Exercise brief
Can you convert the entries into a two-column CSV with the headers text and answer, one row per entry? Begin at the line that has "the motorcycle rider" and stop after the line that has "point(13, 73)". Put each field in quotation marks and replace its line breaks with spaces.

______

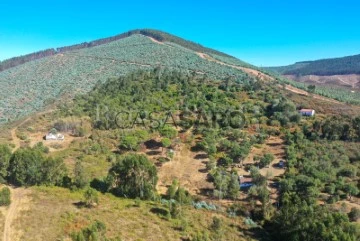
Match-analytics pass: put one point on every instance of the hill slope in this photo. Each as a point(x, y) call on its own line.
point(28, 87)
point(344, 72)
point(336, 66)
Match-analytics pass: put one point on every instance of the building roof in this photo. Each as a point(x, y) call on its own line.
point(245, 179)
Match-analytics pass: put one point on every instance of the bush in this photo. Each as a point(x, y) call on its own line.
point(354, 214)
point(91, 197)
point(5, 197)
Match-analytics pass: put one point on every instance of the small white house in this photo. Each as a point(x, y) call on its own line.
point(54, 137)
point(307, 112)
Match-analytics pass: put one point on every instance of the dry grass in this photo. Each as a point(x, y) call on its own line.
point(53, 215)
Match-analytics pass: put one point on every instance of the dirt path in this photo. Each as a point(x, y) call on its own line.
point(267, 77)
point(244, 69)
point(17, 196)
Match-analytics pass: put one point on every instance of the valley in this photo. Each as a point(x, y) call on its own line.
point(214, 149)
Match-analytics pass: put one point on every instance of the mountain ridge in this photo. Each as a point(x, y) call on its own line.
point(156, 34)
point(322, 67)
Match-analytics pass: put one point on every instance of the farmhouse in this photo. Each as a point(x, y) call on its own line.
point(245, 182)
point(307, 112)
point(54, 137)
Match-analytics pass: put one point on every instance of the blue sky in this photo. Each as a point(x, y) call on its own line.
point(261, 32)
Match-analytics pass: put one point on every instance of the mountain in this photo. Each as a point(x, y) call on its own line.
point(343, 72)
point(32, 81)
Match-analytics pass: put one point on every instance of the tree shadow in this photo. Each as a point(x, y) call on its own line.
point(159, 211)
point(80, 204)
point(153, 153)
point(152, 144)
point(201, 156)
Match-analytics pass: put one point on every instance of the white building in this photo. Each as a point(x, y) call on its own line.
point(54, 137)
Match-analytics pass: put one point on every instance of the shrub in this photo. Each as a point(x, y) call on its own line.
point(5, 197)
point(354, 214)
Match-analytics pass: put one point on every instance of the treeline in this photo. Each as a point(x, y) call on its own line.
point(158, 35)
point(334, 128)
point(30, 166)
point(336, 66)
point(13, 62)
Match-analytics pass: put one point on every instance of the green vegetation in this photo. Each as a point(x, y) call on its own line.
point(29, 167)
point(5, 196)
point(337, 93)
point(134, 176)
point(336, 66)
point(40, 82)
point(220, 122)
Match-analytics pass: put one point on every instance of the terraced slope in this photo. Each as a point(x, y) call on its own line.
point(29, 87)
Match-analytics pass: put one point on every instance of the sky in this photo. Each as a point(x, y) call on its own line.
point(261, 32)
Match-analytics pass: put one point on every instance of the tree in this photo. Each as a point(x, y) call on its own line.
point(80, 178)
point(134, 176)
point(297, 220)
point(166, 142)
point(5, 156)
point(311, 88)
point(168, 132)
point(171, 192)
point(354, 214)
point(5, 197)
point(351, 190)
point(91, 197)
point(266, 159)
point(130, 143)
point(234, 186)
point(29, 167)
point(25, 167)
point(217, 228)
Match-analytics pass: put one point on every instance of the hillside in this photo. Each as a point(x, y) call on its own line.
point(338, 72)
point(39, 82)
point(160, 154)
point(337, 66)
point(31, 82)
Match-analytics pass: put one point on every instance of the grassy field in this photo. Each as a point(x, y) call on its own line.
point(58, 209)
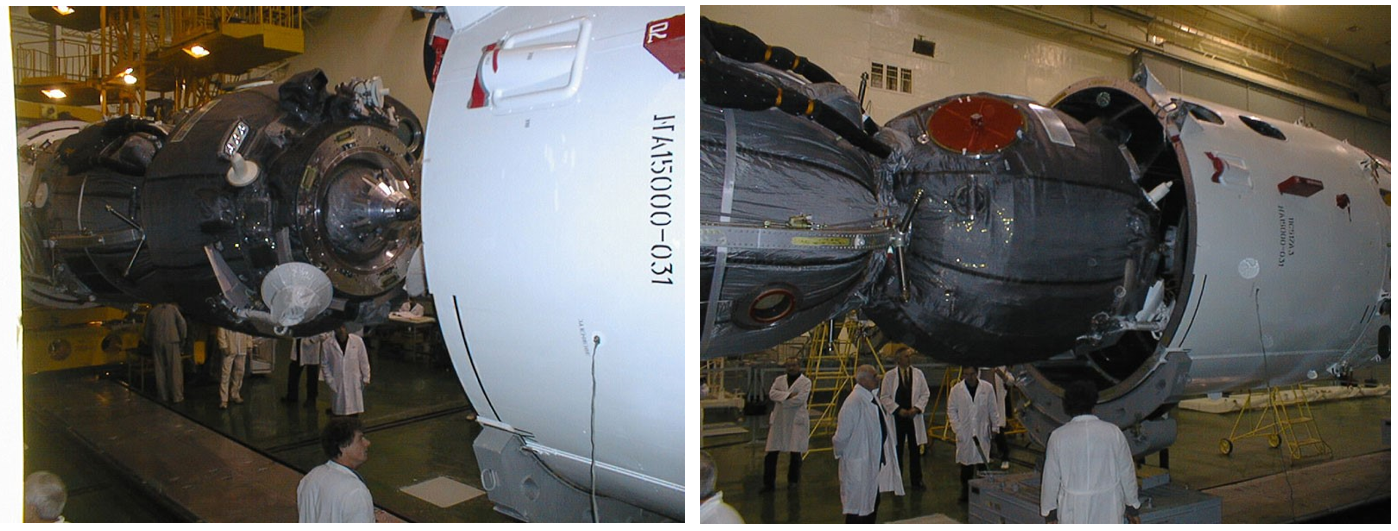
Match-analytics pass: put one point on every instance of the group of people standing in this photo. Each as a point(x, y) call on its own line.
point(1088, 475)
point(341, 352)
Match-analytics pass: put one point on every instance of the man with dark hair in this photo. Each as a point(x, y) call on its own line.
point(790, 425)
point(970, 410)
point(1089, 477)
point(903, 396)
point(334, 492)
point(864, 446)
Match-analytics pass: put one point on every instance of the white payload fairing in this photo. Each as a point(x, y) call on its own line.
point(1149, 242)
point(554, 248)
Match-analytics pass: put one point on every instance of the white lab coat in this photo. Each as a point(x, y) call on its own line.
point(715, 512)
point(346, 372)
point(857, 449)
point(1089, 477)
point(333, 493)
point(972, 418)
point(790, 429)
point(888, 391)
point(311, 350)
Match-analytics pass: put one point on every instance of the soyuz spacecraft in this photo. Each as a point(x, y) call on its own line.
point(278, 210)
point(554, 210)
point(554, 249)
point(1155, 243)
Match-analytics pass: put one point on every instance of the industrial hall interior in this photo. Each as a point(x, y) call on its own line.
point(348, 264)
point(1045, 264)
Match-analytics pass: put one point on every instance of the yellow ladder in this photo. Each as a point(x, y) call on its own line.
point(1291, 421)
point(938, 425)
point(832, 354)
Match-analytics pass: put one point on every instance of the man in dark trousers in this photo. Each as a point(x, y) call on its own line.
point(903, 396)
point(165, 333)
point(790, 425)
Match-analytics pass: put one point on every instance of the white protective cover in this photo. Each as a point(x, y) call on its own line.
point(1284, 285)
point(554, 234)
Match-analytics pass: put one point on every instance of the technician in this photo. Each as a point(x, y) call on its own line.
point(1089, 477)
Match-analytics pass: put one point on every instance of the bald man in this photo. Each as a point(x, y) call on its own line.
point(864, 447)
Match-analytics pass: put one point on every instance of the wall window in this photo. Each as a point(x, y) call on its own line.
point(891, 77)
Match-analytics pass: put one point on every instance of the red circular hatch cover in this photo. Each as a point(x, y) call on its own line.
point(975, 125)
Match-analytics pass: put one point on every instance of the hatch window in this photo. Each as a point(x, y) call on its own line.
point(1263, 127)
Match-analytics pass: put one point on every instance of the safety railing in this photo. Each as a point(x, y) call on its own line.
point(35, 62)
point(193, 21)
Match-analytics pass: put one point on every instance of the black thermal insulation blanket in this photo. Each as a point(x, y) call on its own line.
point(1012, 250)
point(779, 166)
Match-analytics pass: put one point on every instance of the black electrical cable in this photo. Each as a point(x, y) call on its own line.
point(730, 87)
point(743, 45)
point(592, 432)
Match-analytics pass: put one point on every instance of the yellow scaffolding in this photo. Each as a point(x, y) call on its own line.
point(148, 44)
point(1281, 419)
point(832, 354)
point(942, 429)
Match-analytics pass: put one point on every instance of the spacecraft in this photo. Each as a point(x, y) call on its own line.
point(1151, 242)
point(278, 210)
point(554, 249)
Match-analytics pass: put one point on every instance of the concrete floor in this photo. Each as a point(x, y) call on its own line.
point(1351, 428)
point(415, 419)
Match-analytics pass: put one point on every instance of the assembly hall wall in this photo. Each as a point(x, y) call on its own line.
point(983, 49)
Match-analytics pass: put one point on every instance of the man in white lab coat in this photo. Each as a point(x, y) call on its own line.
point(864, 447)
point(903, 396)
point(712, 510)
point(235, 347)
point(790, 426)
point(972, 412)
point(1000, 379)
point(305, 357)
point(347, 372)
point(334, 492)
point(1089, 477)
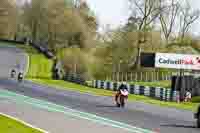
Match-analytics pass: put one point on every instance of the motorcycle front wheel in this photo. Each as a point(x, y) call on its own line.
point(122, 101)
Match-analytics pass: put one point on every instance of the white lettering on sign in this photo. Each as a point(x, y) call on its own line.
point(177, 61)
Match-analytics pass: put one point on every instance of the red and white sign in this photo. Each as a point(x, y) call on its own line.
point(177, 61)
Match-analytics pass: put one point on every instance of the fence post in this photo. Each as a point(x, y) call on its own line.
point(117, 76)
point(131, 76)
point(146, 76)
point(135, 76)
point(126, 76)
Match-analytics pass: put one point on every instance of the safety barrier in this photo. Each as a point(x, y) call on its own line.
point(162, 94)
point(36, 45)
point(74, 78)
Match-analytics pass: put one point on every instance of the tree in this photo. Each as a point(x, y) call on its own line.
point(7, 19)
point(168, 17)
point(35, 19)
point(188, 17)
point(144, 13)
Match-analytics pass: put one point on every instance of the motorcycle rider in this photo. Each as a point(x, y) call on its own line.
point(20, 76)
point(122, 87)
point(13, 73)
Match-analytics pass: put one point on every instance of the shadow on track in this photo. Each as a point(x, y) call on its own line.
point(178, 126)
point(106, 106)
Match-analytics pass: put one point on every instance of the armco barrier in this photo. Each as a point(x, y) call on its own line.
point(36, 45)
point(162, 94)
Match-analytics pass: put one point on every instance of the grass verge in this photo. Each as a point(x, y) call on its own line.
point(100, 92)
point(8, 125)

______

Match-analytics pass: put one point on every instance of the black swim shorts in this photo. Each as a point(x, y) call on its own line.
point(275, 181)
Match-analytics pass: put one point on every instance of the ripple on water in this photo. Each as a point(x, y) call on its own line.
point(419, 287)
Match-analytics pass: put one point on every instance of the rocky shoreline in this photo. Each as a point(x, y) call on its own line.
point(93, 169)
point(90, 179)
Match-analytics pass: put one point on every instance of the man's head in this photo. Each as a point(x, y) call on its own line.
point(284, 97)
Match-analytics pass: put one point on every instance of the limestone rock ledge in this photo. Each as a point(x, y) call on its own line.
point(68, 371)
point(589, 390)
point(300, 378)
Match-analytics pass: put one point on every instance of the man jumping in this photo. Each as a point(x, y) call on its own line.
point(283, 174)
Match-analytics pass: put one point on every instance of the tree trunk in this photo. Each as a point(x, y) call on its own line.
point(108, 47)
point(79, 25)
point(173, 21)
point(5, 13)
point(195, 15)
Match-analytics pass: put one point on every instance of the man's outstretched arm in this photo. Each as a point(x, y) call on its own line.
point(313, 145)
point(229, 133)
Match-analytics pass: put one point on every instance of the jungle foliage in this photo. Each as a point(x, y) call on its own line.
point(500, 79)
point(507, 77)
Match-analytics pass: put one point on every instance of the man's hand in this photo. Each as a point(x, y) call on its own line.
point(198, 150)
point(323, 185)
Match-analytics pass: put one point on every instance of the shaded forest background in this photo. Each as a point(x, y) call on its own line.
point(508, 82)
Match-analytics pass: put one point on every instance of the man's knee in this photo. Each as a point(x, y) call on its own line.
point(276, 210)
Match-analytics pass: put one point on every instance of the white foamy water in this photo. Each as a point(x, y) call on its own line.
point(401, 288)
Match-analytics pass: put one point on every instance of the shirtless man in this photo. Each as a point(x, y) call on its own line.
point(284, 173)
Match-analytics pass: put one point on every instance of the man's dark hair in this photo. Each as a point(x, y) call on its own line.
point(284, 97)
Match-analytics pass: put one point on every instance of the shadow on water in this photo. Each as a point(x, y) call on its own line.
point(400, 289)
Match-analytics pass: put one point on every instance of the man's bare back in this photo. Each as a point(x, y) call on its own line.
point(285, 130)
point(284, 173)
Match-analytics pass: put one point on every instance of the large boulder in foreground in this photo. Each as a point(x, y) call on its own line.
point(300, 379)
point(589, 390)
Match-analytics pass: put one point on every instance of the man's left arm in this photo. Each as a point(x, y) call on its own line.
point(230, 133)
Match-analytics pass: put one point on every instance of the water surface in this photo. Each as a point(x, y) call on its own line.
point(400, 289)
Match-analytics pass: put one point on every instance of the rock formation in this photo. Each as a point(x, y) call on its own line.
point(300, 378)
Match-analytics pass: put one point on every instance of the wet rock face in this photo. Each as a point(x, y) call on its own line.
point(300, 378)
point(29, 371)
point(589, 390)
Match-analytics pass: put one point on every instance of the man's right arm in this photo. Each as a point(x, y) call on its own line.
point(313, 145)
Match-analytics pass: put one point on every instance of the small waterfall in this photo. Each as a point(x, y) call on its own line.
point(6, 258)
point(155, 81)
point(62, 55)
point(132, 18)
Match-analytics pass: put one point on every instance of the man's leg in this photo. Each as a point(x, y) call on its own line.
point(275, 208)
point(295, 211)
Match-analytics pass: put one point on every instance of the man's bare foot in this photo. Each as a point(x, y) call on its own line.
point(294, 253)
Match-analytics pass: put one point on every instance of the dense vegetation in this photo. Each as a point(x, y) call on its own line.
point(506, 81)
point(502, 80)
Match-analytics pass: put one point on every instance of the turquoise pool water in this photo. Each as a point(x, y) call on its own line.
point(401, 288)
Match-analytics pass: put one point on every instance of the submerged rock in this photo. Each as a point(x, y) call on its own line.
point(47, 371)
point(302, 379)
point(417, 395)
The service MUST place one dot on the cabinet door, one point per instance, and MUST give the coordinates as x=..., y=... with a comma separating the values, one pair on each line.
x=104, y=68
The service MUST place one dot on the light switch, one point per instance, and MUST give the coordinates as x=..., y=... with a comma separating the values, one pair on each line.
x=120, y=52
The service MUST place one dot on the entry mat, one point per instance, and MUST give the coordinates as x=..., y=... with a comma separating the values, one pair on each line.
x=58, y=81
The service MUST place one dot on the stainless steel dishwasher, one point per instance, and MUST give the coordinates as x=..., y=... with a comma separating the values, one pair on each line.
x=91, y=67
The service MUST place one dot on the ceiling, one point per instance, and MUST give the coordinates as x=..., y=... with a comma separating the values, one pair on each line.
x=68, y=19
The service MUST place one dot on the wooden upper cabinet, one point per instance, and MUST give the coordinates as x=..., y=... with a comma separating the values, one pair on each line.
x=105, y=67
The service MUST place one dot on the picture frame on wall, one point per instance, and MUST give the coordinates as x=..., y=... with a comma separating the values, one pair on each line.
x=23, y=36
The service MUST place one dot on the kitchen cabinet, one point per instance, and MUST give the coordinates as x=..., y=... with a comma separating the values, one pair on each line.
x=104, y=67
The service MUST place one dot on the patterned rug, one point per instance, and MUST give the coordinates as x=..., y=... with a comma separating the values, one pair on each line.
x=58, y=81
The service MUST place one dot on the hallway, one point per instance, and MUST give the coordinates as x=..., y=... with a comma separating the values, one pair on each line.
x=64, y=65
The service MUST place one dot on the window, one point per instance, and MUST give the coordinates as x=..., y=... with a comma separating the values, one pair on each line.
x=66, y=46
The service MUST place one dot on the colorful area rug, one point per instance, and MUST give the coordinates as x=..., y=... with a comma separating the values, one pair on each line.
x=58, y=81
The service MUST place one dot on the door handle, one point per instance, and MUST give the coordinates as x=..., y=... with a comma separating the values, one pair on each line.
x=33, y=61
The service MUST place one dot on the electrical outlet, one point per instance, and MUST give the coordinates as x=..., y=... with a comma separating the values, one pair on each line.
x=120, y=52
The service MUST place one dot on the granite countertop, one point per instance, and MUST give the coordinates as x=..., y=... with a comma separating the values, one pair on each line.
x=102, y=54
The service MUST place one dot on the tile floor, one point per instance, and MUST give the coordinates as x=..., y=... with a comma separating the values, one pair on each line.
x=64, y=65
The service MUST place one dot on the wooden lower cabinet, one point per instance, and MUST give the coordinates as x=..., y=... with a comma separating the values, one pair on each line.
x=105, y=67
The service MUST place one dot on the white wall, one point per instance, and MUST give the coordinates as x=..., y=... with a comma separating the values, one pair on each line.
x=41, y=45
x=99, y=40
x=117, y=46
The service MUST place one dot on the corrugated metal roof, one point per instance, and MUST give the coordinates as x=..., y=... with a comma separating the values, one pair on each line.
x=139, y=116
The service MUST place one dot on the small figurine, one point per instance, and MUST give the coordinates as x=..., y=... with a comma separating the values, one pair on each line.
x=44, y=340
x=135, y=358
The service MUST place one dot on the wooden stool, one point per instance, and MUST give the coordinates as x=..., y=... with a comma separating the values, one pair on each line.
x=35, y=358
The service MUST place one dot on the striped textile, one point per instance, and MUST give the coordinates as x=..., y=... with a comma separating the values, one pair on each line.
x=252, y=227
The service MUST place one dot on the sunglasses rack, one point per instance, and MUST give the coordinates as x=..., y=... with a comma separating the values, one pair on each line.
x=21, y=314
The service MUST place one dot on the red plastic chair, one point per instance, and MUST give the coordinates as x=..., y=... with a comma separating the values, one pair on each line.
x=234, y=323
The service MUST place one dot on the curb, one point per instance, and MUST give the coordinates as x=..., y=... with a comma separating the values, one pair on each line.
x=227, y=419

______

Answer in full
text,answer
"Match-analytics pass: put one point on every instance of the motorcycle rider in this photo. Each as a point(x, y) call on its own line.","point(20, 76) point(122, 87) point(13, 73)"